What you will do — From the first line of the entries below, reproduce everything exactly through the line with "find the door panel in the photo above", and nothing more.

-- Opening Marker --

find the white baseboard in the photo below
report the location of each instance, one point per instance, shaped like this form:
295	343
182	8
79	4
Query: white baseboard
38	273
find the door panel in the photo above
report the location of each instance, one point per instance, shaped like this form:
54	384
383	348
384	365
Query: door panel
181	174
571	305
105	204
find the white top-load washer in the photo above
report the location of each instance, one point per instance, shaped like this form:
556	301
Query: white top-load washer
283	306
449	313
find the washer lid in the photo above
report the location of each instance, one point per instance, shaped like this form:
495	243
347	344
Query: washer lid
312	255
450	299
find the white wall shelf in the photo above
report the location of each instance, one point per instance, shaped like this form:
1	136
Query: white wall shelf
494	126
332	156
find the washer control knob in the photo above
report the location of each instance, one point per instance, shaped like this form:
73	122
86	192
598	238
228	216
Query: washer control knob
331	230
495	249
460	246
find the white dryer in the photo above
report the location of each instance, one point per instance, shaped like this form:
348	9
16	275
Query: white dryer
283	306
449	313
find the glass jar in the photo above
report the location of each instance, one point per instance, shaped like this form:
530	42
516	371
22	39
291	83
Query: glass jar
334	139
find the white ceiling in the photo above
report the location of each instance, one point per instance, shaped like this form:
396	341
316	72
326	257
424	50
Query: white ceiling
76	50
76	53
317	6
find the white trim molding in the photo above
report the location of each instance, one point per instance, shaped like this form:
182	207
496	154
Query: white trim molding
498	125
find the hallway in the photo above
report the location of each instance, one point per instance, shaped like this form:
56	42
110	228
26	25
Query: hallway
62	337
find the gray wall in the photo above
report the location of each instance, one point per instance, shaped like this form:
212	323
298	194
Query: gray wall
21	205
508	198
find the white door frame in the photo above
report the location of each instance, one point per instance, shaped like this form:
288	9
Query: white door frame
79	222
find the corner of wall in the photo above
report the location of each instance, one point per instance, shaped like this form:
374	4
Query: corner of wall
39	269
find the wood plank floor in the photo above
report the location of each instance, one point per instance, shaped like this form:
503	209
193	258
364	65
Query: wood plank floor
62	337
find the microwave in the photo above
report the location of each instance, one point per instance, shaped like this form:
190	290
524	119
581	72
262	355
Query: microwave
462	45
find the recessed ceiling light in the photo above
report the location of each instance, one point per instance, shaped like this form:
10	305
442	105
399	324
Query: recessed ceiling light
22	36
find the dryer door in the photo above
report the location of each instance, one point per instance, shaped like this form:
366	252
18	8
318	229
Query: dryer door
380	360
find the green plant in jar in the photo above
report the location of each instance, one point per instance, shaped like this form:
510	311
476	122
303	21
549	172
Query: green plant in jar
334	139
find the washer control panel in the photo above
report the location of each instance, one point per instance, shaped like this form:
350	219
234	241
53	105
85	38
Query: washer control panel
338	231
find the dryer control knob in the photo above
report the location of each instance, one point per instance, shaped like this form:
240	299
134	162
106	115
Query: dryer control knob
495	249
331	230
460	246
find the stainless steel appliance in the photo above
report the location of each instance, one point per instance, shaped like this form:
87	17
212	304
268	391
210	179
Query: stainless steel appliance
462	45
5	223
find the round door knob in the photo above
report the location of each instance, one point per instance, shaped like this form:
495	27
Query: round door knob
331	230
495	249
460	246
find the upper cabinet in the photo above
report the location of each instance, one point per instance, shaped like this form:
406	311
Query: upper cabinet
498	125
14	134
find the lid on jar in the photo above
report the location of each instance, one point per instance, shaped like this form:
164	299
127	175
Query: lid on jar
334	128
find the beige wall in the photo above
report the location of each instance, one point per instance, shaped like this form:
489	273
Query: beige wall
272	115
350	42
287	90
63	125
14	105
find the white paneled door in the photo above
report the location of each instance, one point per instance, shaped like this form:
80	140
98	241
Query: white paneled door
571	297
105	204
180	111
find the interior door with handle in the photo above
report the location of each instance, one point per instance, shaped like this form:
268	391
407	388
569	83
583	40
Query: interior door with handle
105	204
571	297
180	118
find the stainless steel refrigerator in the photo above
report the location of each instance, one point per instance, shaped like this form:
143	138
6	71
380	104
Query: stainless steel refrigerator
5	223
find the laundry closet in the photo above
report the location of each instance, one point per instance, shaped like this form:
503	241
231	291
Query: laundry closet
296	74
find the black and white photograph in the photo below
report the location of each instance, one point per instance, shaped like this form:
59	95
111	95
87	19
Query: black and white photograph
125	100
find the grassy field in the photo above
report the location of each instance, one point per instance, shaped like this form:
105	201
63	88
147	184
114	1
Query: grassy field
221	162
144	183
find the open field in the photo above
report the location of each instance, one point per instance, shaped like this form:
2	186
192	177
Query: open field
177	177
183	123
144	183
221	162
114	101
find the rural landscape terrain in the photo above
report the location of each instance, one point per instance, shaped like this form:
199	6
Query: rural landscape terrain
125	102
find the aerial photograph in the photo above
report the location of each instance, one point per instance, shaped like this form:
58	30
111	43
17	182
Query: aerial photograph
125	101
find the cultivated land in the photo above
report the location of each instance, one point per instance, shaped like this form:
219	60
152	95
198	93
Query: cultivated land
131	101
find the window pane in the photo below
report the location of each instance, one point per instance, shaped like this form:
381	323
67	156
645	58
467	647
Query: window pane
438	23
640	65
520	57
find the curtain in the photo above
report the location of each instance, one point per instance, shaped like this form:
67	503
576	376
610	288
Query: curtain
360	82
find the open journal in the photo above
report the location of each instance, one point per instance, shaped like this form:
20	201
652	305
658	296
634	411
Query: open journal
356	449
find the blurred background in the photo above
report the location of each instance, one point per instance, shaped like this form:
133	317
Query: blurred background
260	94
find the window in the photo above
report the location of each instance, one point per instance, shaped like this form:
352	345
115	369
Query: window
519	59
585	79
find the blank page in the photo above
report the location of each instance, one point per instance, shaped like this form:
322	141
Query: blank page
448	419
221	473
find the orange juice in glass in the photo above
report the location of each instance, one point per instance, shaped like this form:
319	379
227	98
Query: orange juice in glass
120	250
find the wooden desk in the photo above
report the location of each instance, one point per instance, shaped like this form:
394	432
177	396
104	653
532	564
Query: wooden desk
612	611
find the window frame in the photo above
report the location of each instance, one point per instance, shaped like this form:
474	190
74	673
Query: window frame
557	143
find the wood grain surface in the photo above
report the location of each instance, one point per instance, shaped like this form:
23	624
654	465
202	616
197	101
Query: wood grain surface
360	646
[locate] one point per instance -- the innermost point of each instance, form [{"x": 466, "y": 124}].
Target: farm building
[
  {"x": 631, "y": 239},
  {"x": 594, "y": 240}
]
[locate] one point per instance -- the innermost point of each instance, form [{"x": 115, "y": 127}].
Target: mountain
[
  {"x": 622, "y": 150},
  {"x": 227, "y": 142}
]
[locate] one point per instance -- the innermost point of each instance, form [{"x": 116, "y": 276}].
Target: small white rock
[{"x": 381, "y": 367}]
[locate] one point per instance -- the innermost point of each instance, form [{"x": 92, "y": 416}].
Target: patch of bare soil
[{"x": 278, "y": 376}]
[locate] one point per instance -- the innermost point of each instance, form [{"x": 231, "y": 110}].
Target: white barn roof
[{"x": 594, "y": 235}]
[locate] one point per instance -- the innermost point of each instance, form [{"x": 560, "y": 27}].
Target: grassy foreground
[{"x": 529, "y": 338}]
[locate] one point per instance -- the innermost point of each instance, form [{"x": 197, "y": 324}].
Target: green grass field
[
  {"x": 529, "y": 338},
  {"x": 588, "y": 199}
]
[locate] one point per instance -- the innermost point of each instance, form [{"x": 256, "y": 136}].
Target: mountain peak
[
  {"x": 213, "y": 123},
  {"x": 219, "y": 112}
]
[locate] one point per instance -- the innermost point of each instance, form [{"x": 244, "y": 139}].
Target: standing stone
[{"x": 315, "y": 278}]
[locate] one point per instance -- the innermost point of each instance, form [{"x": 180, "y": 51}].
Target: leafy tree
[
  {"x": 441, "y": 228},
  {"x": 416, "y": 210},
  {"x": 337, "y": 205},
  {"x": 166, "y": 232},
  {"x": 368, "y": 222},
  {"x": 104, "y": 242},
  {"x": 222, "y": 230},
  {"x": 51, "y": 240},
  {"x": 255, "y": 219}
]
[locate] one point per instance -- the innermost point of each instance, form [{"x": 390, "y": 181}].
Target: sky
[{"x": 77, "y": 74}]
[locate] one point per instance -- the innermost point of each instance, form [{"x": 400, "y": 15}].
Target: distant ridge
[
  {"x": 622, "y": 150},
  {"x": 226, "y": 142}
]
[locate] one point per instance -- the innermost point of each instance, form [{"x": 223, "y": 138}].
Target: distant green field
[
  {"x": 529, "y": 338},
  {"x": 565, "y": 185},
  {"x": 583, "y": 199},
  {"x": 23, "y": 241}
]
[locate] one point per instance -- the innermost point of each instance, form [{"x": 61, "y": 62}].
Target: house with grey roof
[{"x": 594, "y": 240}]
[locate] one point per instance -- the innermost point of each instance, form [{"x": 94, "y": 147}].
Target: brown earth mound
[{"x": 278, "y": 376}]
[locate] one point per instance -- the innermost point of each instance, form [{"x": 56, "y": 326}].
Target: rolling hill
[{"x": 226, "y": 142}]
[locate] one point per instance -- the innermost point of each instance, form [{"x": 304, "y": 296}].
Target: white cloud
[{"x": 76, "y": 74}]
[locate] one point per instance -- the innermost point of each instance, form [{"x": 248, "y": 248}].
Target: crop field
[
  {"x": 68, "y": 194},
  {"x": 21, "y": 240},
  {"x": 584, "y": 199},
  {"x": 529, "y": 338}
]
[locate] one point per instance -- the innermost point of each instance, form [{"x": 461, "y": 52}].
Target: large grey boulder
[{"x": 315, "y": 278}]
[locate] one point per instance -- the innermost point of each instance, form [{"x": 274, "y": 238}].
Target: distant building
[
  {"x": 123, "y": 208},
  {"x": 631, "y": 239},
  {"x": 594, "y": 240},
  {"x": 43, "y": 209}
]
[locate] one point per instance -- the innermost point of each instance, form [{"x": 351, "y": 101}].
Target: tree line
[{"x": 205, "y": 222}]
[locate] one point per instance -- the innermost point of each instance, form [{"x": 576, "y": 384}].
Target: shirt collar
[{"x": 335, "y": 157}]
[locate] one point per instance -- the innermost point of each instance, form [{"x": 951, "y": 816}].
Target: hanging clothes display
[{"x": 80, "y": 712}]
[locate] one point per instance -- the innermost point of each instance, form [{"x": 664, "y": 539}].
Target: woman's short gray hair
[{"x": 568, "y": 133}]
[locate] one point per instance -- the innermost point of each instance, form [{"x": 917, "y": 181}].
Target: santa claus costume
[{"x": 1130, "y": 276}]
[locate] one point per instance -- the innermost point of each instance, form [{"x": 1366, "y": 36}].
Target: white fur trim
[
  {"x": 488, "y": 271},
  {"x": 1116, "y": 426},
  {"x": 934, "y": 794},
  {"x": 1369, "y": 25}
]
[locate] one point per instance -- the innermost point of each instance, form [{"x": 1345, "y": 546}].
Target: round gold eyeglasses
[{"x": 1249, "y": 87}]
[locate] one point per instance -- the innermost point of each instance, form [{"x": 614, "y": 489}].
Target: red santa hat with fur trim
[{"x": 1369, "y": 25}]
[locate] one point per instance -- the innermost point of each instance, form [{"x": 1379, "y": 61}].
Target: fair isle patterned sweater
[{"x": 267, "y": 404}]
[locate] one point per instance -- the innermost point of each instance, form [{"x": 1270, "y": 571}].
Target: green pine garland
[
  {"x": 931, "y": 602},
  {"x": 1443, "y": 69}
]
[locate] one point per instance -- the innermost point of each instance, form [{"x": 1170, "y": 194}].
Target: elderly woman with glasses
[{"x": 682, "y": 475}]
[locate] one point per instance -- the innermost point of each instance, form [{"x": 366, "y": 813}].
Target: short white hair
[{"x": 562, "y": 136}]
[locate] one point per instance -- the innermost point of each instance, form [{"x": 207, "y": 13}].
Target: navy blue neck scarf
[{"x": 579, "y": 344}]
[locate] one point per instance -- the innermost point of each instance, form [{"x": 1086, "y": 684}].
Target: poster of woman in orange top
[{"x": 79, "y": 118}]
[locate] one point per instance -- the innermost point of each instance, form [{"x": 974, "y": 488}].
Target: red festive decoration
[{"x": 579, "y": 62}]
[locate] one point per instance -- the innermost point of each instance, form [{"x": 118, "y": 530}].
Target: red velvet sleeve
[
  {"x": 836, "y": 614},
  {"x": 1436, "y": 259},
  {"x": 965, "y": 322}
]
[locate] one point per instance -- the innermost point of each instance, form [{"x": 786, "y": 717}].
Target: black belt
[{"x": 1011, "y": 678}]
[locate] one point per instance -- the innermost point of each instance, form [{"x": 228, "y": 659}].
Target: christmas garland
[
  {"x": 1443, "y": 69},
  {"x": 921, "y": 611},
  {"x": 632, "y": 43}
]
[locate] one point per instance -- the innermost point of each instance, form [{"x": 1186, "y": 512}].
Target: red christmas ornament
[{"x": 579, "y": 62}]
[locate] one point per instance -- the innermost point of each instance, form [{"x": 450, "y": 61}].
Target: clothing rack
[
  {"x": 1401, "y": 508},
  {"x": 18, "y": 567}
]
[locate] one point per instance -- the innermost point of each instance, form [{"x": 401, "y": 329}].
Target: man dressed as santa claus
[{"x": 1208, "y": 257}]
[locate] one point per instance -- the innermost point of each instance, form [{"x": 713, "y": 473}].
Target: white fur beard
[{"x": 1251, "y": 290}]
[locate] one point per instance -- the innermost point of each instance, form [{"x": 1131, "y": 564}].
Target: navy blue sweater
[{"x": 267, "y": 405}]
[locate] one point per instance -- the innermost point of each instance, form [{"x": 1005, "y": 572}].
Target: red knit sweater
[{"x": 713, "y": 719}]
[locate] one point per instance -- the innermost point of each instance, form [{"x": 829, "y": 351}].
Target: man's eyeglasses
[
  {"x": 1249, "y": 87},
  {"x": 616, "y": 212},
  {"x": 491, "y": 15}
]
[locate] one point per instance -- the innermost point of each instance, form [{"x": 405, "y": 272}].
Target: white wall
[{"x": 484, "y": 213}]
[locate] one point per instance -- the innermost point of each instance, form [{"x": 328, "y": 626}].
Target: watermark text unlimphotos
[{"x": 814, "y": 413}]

-- Closing Marker --

Output for this exercise —
find the white baseboard in the photo below
report the location of each instance, one point per instance, shaped like this form:
295	343
182	8
79	4
Query: white baseboard
38	273
find the door panel in the photo above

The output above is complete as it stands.